▶ DOCUMENT SEGMENT:

[2014] FWC 1674

The attached document replaces the document previously issued with the above code on 12 March 2014.

The Decision is being refiled to correct an error in the subject line.

Melissa Nassios

Associate to Commissioner Roe

Dated 13 March 2014

[2014] FWC 1674



Fair Work Act 2009

s.505 - Application to deal with a right of entry dispute

National Union of Workers
Coles Group Supply Chain Pty Ltd



Alleged dispute concerning meeting venue for discussions with employees.

[1] This matter arises out of a dispute between the parties over the operation of Part 3-4 of the Fair Work Act 2009 (the FW Act). The application is made under Section 505 of the FW Act. The applicant is the National Union of Workers (NUW) and the respondent is Coles Group Supply Chain Pty Ltd (Coles or the Employer).

[2] The dispute relates to the requirements imposed by Coles when an NUW organiser who is a permit holder under the Fair Work Act enters the premises of Coles at its distribution centre in Kewdale, Western Australia for the purpose of holding discussions with members of the NUW, or those eligible to become members of the NUW.

[3] Since 1 January 2014, with the introduction of amendments to the Fair Work Act 2009 which allow right of entry for the purposes of discussion to occur in the meal room where agreement is not reached on the location for discussions, Coles have permitted the NUW organisers to hold discussions in the meal room. Coles have allowed the NUW to erect signage next to a table in the lunchroom to advertise the NUW’s presence. Coles have not restricted or sought to restrict the frequency of visits to the premises by NUW officials. Entry has occurred on approximately 7 occasions during 2014 and more than one permit holder has been allowed entry on a number of those occasions.

[4] The conditions imposed upon the NUW permit holder which are in dispute are that:

[5] The NUW seeks an Order that Coles refrain from imposing conditions on the right to enter premises that restrict the ability of the permit holders to approach employees for the purpose of holding discussions.

[Lines of data]
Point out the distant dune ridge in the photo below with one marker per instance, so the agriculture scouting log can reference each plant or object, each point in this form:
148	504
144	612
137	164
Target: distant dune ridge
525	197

▶ TASK INSTRUCTIONS:
(a) In the Fair Work Commission decision, where is the Coles distribution centre that the NUW organisers enter?
(b) Rewrite every one of the lines of data as a numbered list, leaving out any blank lines.

▶ EXERCISE ANSWERS:
(a) Kewdale, Western Australia.

(b)
1. Point out the distant dune ridge in the photo below with one marker per instance, so the agriculture scouting log can reference each plant or object, each point in this form:
2. 148	504
3. 144	612
4. 137	164
5. Target: distant dune ridge
6. 525	197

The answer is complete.